» **Supplied material**:
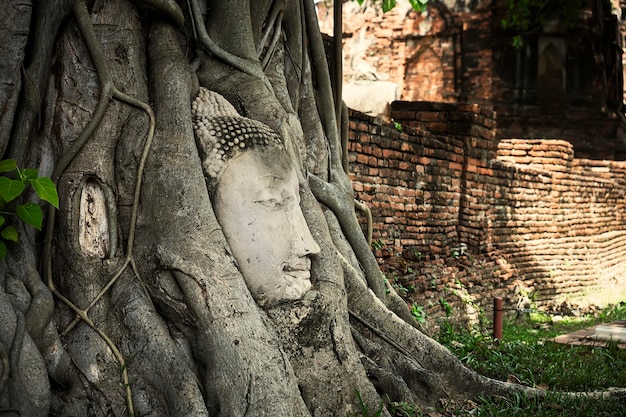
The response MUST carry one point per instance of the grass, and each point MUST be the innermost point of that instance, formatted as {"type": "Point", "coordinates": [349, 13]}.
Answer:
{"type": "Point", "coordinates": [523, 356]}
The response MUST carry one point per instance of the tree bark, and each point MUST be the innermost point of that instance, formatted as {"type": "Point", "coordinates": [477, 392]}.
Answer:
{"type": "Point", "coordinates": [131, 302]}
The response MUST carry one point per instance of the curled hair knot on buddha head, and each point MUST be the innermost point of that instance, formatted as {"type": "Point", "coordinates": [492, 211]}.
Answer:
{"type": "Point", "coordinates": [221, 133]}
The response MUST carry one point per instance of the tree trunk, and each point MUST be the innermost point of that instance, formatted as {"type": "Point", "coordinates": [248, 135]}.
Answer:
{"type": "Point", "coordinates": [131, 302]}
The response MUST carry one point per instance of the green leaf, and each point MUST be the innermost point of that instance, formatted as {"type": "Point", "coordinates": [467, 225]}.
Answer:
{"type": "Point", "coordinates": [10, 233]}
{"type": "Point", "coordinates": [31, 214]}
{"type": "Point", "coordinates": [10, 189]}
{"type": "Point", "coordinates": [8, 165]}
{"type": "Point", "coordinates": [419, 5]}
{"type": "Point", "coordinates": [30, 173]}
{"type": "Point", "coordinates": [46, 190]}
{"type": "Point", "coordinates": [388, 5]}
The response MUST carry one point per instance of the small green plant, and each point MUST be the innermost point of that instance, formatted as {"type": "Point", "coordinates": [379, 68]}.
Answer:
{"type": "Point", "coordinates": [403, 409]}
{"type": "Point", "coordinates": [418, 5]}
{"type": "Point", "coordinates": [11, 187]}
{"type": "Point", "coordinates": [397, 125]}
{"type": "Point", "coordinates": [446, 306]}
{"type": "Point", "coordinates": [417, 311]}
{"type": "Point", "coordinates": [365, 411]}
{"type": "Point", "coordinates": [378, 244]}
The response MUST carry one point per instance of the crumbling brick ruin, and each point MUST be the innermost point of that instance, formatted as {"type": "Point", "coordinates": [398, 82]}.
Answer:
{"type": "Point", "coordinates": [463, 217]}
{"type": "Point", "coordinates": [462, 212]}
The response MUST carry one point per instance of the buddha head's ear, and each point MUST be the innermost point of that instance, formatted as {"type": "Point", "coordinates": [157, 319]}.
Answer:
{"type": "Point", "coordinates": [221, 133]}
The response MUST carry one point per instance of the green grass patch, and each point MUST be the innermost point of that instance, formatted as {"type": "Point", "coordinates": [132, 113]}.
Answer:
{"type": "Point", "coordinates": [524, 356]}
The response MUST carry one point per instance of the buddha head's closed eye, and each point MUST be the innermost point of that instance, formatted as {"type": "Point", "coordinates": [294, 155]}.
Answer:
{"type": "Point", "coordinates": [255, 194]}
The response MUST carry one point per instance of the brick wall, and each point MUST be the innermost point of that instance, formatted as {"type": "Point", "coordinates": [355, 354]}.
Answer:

» **What you need to do**: Restate the entries verbatim, without pictures.

» **Solution below**:
The response MUST carry one point per instance of the grass, and each point MUST be the innermost point of that instance, formatted as {"type": "Point", "coordinates": [349, 13]}.
Answer:
{"type": "Point", "coordinates": [523, 356]}
The response MUST carry one point per instance of the tree bark, and each point MUST be the innermost point of that instance, formatted as {"type": "Point", "coordinates": [477, 392]}.
Answer:
{"type": "Point", "coordinates": [131, 302]}
The response MUST carry one point per instance of the curled hair knot on buddha head, and each point MUST be the innermost point of that instance, formatted as {"type": "Point", "coordinates": [492, 211]}.
Answer:
{"type": "Point", "coordinates": [221, 133]}
The response MUST carry one point per instance of the tree trunk, and each point MUST be the innermost point of that instance, formatted as {"type": "Point", "coordinates": [248, 135]}.
Answer:
{"type": "Point", "coordinates": [131, 302]}
The response MUST carry one point per instance of the green leaf, and each point MUST be the innermost point of that instance, formatted as {"type": "Point", "coordinates": [467, 225]}.
Answer:
{"type": "Point", "coordinates": [10, 233]}
{"type": "Point", "coordinates": [31, 214]}
{"type": "Point", "coordinates": [10, 189]}
{"type": "Point", "coordinates": [8, 165]}
{"type": "Point", "coordinates": [419, 5]}
{"type": "Point", "coordinates": [30, 173]}
{"type": "Point", "coordinates": [46, 190]}
{"type": "Point", "coordinates": [388, 5]}
The response MUST carry one point per instance of the small green plant, and each point MUST be the innermost point of that instance, formatted as {"type": "Point", "coordinates": [379, 68]}.
Answer:
{"type": "Point", "coordinates": [403, 409]}
{"type": "Point", "coordinates": [418, 5]}
{"type": "Point", "coordinates": [11, 187]}
{"type": "Point", "coordinates": [397, 125]}
{"type": "Point", "coordinates": [446, 306]}
{"type": "Point", "coordinates": [417, 311]}
{"type": "Point", "coordinates": [365, 411]}
{"type": "Point", "coordinates": [378, 244]}
The response MUST carry one point per instance of the crumbling brick ruin, and each point MUST be the innermost point of that instance, formatted as {"type": "Point", "coordinates": [398, 82]}.
Answer:
{"type": "Point", "coordinates": [463, 217]}
{"type": "Point", "coordinates": [462, 212]}
The response MUST carry one point per instance of the buddha head's ear, and each point MUST be the innermost point of that instance, formatted as {"type": "Point", "coordinates": [157, 319]}.
Answer:
{"type": "Point", "coordinates": [221, 133]}
The response MUST carry one point per instance of the green grass patch, and each point MUST be the innermost point of that instance, formatted as {"type": "Point", "coordinates": [132, 113]}.
Answer:
{"type": "Point", "coordinates": [524, 356]}
The response MUST carry one point per instance of the buddha head's closed eye, and each point MUST be the innermost point of that instance, formatted as {"type": "Point", "coordinates": [294, 155]}.
Answer:
{"type": "Point", "coordinates": [255, 194]}
The response MUST carry one point per instance of the brick wall, and each point MUST be the innermost point of that instance, formatted as {"type": "Point", "coordinates": [355, 354]}.
Answer:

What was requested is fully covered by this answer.